Ejercicio breve 1:
Devuelve sin ningún cambio el fragmento del texto sobre la pena de muerte que va entre "Acabamos de decir" y "guillotina de 93.", ambos incluidos.

Texto extraído:

________________________

Acabamos de decir que el cadalso es el único edificio que las revoluciones no derriban. Es raro, en efecto, que las revoluciones sean sobrias en sangre humana y, dado que vienen a podar, a desramar, a descabezar la sociedad, la pena de muerte es una de las guadañas de las que más les cuesta desprenderse.
Sin embargo, debemos reconocer que, si alguna revolución nos ha parecido digna y capaz de abolir la pena de muerte, esa es la revolución de julio. En efecto, parece que correspondía al movimiento popular más clemente de los tiempos modernos borrar la pena bárbara de Luis XI, Richelieu y Robespierre, e inscribir en la ley la inviolabilidad de la vida humana. 1830 merecía romper la guillotina de 93.
Lo esperamos por un momento. En agosto de 1830, había tanta generosidad y piedad en el aire, un tal espíritu de dulzura y civilización flotaba entre las masas, nos sentíamos el corazón tan colmado por la llegada de un futuro hermoso, que nos parecía que la pena de muerte había sido abolida de derecho, de inmediato, por consentimiento tácito y unánime, como el resto de las cosas malas que nos habían molestado. El pueblo acababa de hacer una hoguera con los harapos del antiguo régimen. Ese era el harapo ensangrentado. Lo creímos en la pila. Lo creímos quemado como los demás. Y durante unas semanas, confiados y crédulos, tuvimos fe en el futuro, en la inviolabilidad de la vida como en la inviolabilidad de la libertad.

________________________

Datos registrados:
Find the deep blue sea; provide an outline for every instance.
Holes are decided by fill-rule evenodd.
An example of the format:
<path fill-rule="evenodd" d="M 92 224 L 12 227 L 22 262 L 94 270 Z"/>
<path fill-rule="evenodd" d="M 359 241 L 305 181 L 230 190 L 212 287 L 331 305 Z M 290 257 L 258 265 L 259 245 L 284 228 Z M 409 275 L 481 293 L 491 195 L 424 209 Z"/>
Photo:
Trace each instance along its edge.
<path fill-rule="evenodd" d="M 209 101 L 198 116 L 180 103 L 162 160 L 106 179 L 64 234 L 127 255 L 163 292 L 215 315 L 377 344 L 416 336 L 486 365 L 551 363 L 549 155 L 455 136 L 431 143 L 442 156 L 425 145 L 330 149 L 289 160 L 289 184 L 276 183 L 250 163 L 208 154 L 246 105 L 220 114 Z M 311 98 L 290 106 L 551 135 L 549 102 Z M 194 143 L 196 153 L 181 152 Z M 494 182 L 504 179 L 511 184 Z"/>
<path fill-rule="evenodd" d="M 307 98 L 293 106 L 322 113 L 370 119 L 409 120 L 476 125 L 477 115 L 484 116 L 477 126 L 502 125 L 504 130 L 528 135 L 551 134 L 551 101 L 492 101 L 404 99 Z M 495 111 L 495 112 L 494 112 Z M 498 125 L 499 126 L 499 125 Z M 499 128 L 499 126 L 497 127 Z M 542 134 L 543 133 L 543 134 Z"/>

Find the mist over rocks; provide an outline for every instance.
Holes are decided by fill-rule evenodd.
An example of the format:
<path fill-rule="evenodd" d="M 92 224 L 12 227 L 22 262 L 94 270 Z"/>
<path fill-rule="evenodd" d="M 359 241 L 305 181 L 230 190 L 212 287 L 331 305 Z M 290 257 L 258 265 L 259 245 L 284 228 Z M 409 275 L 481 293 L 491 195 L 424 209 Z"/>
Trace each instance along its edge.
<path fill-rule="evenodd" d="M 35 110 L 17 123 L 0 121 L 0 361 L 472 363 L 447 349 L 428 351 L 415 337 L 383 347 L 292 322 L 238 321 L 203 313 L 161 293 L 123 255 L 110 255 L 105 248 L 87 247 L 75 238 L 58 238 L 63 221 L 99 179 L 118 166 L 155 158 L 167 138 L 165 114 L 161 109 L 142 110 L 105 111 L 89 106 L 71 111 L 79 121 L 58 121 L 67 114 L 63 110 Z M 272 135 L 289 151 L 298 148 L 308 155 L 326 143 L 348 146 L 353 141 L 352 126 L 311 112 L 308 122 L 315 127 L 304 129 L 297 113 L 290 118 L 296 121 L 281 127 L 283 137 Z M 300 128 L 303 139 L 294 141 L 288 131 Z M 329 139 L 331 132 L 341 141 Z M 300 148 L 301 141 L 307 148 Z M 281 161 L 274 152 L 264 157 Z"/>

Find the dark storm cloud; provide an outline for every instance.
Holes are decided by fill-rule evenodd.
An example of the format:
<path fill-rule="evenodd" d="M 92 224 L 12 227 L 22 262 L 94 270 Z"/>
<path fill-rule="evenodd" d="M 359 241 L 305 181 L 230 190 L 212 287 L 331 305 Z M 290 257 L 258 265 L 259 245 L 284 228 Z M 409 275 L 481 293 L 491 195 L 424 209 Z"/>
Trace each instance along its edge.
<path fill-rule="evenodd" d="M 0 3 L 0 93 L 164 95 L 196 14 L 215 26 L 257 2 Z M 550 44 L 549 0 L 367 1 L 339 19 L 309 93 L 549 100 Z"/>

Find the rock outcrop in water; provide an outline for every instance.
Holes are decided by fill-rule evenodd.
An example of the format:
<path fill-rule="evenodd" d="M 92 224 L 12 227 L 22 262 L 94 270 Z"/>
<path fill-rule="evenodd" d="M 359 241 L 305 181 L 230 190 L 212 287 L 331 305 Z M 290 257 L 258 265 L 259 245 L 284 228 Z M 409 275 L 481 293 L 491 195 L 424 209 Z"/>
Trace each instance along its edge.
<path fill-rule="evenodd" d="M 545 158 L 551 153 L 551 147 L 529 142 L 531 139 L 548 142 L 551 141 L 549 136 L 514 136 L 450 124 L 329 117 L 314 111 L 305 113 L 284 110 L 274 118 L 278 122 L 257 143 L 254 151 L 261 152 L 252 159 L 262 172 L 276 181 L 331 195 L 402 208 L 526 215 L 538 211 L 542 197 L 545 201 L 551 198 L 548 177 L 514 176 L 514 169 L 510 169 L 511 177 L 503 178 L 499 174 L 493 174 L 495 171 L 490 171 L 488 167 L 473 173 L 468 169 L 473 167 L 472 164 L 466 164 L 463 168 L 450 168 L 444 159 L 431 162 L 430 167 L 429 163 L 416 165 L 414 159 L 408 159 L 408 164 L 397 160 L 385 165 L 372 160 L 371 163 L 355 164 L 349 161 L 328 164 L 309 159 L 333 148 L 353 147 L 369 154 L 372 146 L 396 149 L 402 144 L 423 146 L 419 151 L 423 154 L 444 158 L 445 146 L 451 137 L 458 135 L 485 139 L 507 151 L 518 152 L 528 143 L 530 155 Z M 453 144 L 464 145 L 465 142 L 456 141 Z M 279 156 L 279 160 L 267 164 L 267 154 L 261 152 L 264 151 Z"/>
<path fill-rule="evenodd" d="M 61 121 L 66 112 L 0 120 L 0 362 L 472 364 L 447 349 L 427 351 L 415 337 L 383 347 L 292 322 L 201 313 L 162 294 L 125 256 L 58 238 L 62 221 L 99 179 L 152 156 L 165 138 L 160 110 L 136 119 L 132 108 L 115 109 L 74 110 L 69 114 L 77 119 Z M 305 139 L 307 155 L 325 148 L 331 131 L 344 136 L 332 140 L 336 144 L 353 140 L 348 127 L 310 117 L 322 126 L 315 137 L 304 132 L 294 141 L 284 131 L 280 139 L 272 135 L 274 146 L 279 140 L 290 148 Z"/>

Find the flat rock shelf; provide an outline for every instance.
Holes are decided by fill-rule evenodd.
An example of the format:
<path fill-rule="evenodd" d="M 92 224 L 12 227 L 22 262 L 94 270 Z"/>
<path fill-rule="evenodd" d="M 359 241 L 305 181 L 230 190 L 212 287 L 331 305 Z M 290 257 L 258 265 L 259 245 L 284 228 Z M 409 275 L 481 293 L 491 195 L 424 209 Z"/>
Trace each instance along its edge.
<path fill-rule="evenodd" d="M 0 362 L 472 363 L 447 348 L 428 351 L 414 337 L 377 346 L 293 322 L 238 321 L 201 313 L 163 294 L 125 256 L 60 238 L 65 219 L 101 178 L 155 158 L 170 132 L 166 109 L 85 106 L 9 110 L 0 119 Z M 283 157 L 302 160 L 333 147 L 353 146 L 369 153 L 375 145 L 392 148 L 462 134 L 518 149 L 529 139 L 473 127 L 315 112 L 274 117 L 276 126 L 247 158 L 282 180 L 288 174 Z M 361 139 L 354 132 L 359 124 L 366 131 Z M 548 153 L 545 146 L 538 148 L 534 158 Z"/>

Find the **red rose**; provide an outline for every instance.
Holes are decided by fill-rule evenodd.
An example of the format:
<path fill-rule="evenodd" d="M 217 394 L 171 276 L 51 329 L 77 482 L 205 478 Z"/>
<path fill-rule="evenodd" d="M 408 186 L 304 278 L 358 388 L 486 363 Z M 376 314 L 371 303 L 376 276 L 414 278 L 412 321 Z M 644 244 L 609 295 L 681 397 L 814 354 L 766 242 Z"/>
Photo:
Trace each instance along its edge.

________________________

Ejercicio breve 2:
Presenta como CSV de dos columnas, "texto" y "respuesta", los registros situados entre las líneas que contienen "Find the dark" y "93 L 164 95", ambas incluidas. Usa una fila por registro, pon cada campo entre comillas y sustituye los saltos de línea por espacios.

Respuesta 1:
Acabamos de decir que el cadalso es el único edificio que las revoluciones no derriban. Es raro, en efecto, que las revoluciones sean sobrias en sangre humana y, dado que vienen a podar, a desramar, a descabezar la sociedad, la pena de muerte es una de las guadañas de las que más les cuesta desprenderse.
Sin embargo, debemos reconocer que, si alguna revolución nos ha parecido digna y capaz de abolir la pena de muerte, esa es la revolución de julio. En efecto, parece que correspondía al movimiento popular más clemente de los tiempos modernos borrar la pena bárbara de Luis XI, Richelieu y Robespierre, e inscribir en la ley la inviolabilidad de la vida humana. 1830 merecía romper la guillotina de 93.

Respuesta 2:
texto,respuesta
"Find the dark storm cloud; provide an outline for every instance. Holes are decided by fill-rule evenodd. An example of the format: <path fill-rule=""evenodd"" d=""M 92 224 L 12 227 L 22 262 L 94 270 Z""/> <path fill-rule=""evenodd"" d=""M 359 241 L 305 181 L 230 190 L 212 287 L 331 305 Z M 290 257 L 258 265 L 259 245 L 284 228 Z M 409 275 L 481 293 L 491 195 L 424 209 Z""/> Trace each instance along its edge.","<path fill-rule=""evenodd"" d=""M 0 3 L 0 93 L 164 95 L 196 14 L 215 26 L 257 2 Z M 550 44 L 549 0 L 367 1 L 339 19 L 309 93 L 549 100 Z""/>"